#### [RECORDS SUPPLIED]
*****
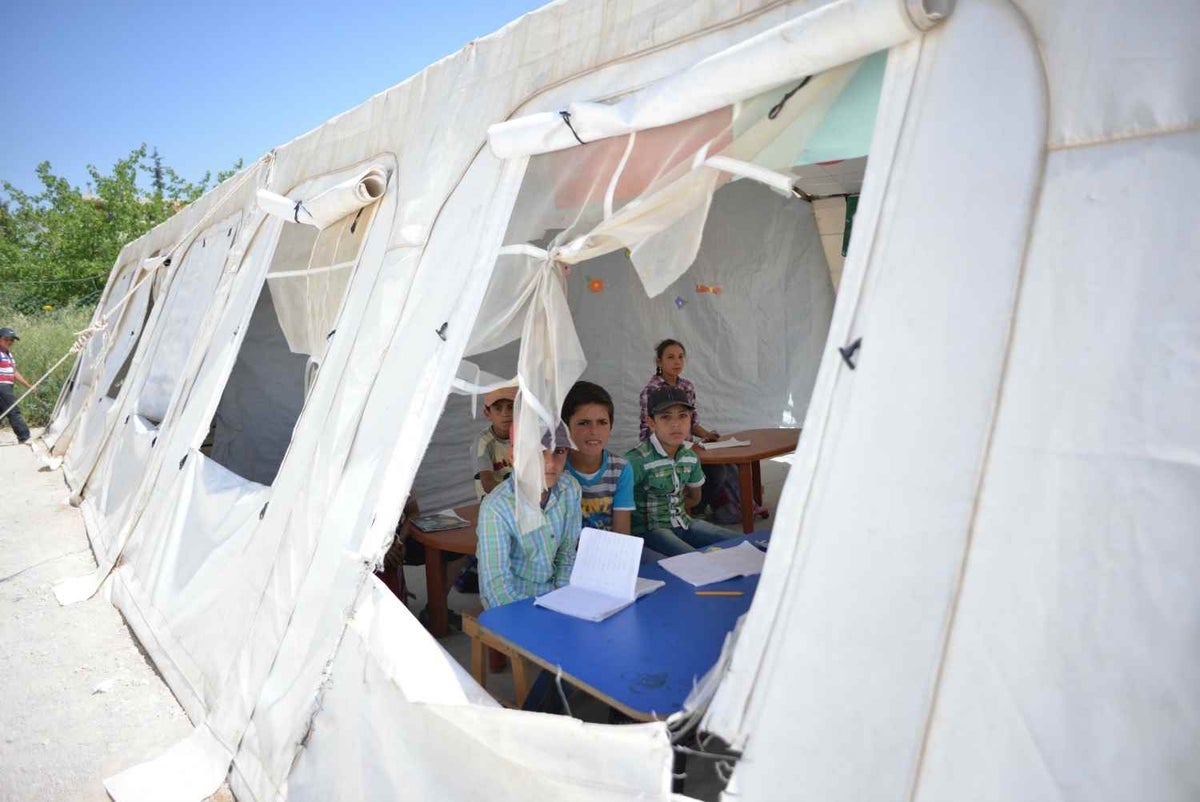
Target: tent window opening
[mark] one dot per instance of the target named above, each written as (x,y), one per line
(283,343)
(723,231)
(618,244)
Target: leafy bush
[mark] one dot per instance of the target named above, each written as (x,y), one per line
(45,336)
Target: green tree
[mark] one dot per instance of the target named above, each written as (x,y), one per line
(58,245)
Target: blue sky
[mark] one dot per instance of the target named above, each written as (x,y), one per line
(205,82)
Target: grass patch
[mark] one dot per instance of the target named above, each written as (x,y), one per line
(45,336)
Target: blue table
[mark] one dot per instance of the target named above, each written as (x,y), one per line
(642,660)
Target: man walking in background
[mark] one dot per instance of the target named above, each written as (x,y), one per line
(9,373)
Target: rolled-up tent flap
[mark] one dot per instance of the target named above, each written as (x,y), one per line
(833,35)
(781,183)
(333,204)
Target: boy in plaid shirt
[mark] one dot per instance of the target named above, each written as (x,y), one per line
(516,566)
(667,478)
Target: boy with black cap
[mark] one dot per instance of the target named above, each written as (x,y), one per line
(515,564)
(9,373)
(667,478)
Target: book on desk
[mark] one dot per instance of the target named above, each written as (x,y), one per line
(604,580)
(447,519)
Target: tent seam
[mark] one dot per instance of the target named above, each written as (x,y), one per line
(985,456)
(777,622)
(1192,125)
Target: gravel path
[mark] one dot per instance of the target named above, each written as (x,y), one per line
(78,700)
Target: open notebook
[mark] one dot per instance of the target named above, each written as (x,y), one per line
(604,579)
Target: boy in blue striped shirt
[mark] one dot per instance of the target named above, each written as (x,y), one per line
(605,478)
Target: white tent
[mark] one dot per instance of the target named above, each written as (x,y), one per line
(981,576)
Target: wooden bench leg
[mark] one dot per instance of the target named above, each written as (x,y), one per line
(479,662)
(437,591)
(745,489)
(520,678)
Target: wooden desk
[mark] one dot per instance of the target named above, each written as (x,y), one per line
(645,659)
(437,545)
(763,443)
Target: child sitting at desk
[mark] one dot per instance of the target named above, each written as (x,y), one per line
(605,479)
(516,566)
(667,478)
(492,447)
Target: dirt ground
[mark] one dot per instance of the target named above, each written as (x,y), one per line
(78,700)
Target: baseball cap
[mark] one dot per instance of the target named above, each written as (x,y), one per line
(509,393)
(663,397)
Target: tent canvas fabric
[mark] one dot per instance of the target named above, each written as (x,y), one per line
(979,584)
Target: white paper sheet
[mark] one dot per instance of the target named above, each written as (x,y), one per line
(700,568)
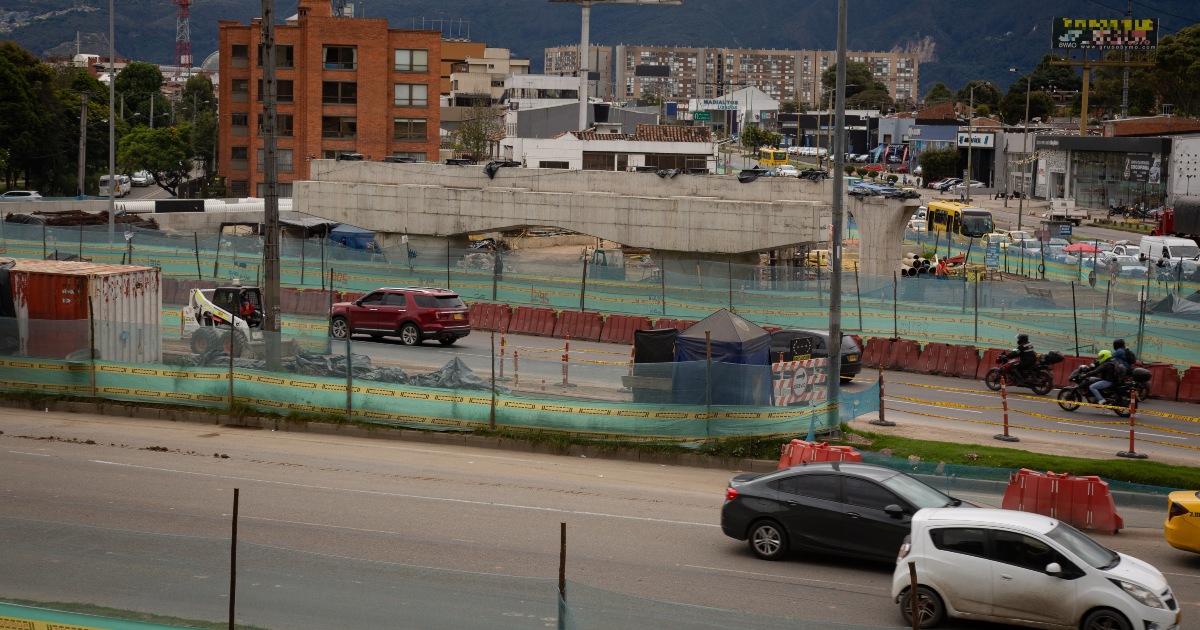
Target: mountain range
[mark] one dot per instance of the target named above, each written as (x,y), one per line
*****
#### [STATED GOAL]
Exactly those lines that run from the line holding "Target: dirt ground" to the end of the listing above, both included, are to be reproduced, with pictures left out.

#### [COMPLETE OUTPUT]
Target: dirt ground
[mark] one dot per instance of the target named above, each written as (x,y), one per line
(78,700)
Target: baseball cap
[mark] one dot per instance of the target named above, each written as (x,y), one per line
(509,393)
(663,397)
Target: tent canvas fabric
[mark] one dot per instance of the target named above, each written as (x,y), one per line
(979,584)
Target: white paper sheet
[mark] one dot per instance of the target named above, each written as (x,y), one per line
(700,568)
Target: mountain range
[mark] one dot per instance of the target named above, each written as (x,y), one per line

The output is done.